● **待完成任务**:
1. 根据关于 LlamaIndex 评估的文本，FaithfulnessEvaluator 用来评估什么？
2. 列出关于 LlamaIndex 评估的文本在“这些评估模块以以下形式存在”之后提到的全部评估模块名称。

● **文本内容**:
LlamaIndex(九)——LlamaIndex Evaluation

一、简介

LLM开发中，评估和基准测试是至关重要的概念。为了提高一个LLM应用（例如RAG、agent）的性能，必须有一种方法来衡量它。LlamaIndex提供了关键模块来衡量生成结果的质量。还提供关键模块来衡量检索质量。

Response Evaluation: 响应是否与检索到的上下文相匹配？它是否也与查询相匹配？它是否与参考答案或指南相匹配？
Retrieval Evaluation: 检索到的来源是否与查询相关？

二、Response Evaluation

评估生成结果可能很困难，因为与传统机器学习不同，预测结果不是一个单一的数字，而且很难为此问题定义定量指标。LlamaIndex提供了基于LLM的评估模块来衡量结果的质量。这使用一个LLM（例如GPT-4）以多种方式决定预测答案是否正确。多当前的评估模块不需要真实标签。评估可以通过查询、上下文、响应的某种组合，并与LLM调用结合来完成。

这些评估模块以以下形式存在：

Correctness: 生成的答案是否与给定查询的参考答案相匹配（需要标签）。
Semantic Similarity：预测答案是否在语义上与参考答案相似（需要标签）。
Faithfulness: 评估答案是否忠实于检索到的上下文（换句话说，是否有幻觉）。
Context Relevancy: 检索到的上下文是否与查询相关。
Answer Relevancy: 生成的答案是否与查询相关。
Guideline Adherence: 预测答案是否遵循特定指南。

除了评估查询外，LlamaIndex还可以使用数据生成问题以进行评估。这意味着可以自动生成问题，然后运行一个评估管道来测试LLM是否能够使用数据准确回答这些问题。

2.1 BaseEvaluator

LlamaIndex 中的所有评估模块都实现了 BaseEvaluator 类，主要包含两个方法：

evaluate 方法接受query, contexts, response以及额外的关键字参数。

def evaluate(
    self,
    query: Optional[str] = None,
    contexts: Optional[Sequence[str]] = None,
    response: Optional[str] = None,
    **kwargs: Any,
) -> EvaluationResult:

evaluate_response 方法提供了一个替代接口，它接受一个 llamaindex Response对象（其中包含响应字符串和源节点），而不是单独的contexts和response。

def evaluate_response(
    self,
    query: Optional[str] = None,
    response: Optional[Response] = None,
    **kwargs: Any,
) -> EvaluationResult:

它的功能与 evaluate 相同，只是在使用 llamaindex 对象时更方便。

2.2 EvaluationResult

每个评估器在执行时都会输出一个 EvaluationResult：

eval_result = evaluator.evaluate(query=..., contexts=..., response=...)
eval_result.passing  # binary pass/fail
eval_result.score  # numerical score
eval_result.feedback  # string feedback

不同的评估器可能会填充结果字段的一个子集。

2.3 Evaluating Response Faithfulness

FaithfulnessEvaluator 评估答案是否忠实于检索到的上下文（换句话说，是否有幻觉）。

from llama_index.core import VectorStoreIndex
from llama_index.llms.openai import OpenAI
from llama_index.core.evaluation import FaithfulnessEvaluator

# create llm
llm = OpenAI(model="gpt-4", temperature=0.0)

# build index
...

# define evaluator
evaluator = FaithfulnessEvaluator(llm=llm)

# query index
query_engine = vector_index.as_query_engine()
response = query_engine.query(
    "What battles took place in New York City in the American Revolution?"
)
eval_result = evaluator.evaluate_response(response=response)
print(str(eval_result.passing))

也可以选择单独评估每个源上下文：

from llama_index.core import VectorStoreIndex
from llama_index.llms.openai import OpenAI
from llama_index.core.evaluation import FaithfulnessEvaluator

# create llm
llm = OpenAI(model="gpt-4", temperature=0.0)

● **显示信息**:

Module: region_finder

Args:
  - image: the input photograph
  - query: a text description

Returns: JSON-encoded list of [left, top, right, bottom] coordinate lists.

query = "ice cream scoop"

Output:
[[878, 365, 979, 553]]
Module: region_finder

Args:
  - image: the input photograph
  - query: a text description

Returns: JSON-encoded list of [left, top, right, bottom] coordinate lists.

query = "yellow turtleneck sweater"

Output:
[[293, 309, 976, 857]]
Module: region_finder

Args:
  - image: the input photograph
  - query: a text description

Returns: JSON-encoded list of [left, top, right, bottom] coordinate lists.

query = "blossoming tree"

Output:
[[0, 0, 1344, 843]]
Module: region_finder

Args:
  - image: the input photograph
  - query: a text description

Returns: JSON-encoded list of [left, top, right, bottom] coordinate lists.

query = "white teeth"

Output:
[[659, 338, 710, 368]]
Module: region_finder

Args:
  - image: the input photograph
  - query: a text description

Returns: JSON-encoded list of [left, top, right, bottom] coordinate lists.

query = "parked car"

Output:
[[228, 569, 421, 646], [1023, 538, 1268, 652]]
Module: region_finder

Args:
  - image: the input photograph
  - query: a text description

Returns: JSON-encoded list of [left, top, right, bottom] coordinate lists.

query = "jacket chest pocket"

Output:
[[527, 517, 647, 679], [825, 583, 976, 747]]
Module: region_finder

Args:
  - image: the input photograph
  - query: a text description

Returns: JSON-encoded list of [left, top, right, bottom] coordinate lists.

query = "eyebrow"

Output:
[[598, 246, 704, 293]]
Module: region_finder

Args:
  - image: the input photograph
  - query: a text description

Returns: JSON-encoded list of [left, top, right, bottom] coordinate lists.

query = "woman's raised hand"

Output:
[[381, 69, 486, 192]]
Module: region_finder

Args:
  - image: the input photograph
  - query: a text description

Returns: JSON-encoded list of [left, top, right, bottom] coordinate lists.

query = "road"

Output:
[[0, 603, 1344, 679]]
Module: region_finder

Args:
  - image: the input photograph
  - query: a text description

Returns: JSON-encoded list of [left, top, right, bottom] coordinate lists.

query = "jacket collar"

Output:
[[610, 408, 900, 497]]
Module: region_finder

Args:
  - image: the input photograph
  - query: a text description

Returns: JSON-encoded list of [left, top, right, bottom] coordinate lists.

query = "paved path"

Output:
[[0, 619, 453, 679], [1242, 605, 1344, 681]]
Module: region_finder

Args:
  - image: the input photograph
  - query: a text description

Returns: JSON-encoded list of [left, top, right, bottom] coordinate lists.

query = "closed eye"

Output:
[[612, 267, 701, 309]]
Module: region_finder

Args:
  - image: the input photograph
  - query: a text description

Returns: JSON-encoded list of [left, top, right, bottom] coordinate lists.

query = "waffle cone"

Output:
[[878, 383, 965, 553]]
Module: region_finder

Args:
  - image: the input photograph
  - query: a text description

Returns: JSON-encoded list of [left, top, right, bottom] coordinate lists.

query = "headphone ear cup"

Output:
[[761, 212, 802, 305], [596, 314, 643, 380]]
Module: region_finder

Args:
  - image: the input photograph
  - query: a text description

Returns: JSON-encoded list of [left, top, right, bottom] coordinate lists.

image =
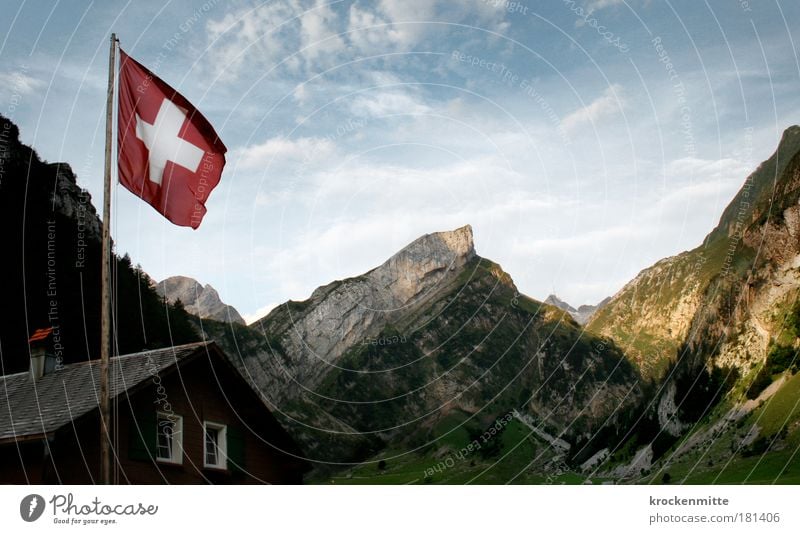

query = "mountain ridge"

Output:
[[154, 276, 246, 325]]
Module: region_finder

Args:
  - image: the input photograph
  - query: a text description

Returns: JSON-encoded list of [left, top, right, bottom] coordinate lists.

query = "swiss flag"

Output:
[[117, 50, 228, 229]]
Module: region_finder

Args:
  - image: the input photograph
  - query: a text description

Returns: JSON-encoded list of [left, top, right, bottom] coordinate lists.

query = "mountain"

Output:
[[544, 294, 611, 325], [211, 226, 642, 478], [587, 126, 800, 378], [0, 115, 198, 374], [587, 126, 800, 483], [155, 276, 245, 325]]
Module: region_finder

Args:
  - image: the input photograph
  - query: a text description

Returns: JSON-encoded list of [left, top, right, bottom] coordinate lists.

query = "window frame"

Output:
[[155, 412, 183, 465], [203, 421, 228, 469]]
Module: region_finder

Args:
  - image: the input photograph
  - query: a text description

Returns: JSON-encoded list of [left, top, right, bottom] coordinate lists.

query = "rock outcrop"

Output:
[[155, 276, 245, 325]]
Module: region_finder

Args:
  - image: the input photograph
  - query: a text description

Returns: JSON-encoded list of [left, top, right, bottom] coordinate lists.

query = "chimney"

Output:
[[28, 327, 53, 380]]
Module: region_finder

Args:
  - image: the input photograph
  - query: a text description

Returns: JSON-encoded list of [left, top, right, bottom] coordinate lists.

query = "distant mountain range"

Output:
[[6, 112, 800, 484], [155, 276, 245, 325], [544, 294, 611, 325]]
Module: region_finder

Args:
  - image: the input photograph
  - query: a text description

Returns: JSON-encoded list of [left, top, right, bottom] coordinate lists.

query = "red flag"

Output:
[[117, 50, 228, 229]]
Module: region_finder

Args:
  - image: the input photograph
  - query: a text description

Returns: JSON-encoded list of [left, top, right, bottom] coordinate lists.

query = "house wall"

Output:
[[0, 355, 305, 484]]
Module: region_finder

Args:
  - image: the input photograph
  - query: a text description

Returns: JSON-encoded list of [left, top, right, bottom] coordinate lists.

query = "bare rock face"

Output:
[[253, 225, 475, 396], [156, 276, 245, 325]]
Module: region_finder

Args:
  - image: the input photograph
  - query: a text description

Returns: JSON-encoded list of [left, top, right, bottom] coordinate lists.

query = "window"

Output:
[[156, 413, 183, 464], [203, 422, 228, 469]]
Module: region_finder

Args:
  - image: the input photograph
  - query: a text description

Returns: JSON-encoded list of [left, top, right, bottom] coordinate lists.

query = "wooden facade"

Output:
[[0, 344, 308, 484]]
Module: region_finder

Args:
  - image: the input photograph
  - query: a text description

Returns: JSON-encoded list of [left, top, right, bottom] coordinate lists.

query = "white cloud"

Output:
[[586, 0, 625, 11], [562, 84, 625, 131], [0, 71, 44, 95], [232, 137, 335, 171], [242, 302, 282, 324]]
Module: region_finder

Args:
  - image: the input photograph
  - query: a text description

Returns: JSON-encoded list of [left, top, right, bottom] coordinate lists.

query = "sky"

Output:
[[0, 0, 800, 321]]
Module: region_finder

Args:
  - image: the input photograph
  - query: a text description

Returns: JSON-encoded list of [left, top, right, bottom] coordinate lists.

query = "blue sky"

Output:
[[0, 0, 800, 319]]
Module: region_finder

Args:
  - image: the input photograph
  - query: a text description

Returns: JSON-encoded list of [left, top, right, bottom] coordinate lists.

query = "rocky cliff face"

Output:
[[0, 116, 197, 373], [587, 127, 800, 384], [214, 226, 641, 468], [155, 276, 245, 325], [588, 127, 800, 480]]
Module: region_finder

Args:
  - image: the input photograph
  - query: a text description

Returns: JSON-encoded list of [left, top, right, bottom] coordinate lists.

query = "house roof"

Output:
[[0, 341, 213, 443]]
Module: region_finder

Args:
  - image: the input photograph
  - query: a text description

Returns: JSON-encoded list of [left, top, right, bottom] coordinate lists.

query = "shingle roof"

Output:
[[0, 341, 212, 441]]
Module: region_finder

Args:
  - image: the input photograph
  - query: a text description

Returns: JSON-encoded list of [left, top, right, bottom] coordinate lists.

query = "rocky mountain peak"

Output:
[[544, 293, 578, 315], [156, 276, 245, 324]]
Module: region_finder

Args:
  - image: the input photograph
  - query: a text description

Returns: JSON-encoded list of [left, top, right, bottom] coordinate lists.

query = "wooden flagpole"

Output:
[[100, 33, 117, 484]]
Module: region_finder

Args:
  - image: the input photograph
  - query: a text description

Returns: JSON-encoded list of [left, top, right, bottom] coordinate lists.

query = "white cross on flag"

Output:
[[117, 50, 227, 229]]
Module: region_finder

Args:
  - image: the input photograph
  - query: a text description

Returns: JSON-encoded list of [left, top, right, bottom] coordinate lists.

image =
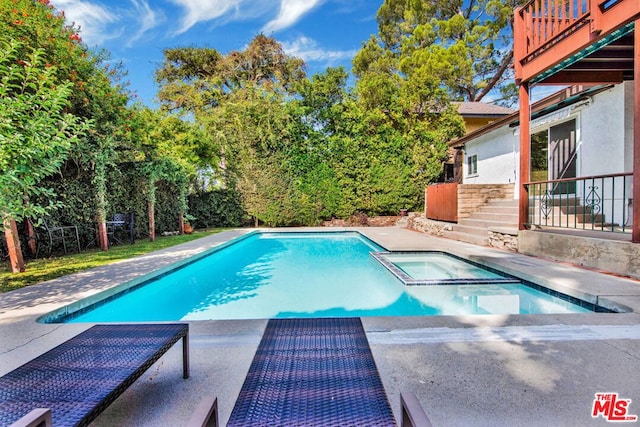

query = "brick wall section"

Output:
[[458, 184, 514, 220]]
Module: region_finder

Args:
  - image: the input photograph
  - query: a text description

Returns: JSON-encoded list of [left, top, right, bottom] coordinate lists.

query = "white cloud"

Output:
[[262, 0, 323, 33], [282, 36, 358, 65], [127, 0, 164, 46], [282, 36, 358, 66], [52, 0, 121, 45], [171, 0, 273, 34]]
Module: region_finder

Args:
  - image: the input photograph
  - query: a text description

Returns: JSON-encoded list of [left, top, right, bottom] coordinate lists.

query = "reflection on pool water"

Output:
[[41, 232, 590, 323]]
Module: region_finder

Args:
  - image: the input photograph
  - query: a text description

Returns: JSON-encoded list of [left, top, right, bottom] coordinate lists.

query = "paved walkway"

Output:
[[0, 227, 640, 426]]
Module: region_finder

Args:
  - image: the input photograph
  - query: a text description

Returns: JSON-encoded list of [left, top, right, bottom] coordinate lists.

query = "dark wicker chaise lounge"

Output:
[[220, 318, 430, 427], [0, 324, 189, 427]]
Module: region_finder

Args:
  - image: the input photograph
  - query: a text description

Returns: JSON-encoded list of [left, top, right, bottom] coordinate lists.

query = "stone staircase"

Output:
[[442, 199, 518, 246]]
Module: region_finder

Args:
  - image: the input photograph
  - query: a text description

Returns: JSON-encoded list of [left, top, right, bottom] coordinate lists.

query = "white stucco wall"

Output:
[[578, 85, 625, 176], [463, 126, 520, 189], [463, 82, 633, 207]]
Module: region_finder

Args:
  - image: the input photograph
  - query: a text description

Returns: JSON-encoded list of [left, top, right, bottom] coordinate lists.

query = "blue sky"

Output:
[[51, 0, 382, 105]]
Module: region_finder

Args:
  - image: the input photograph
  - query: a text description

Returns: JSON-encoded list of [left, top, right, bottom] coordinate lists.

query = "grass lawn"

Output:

● **参考答案**:
1. 它评估答案是否忠实于检索到的上下文，也就是是否有幻觉。

2. Correctness、Semantic Similarity、Faithfulness、Context Relevancy、Answer Relevancy、Guideline Adherence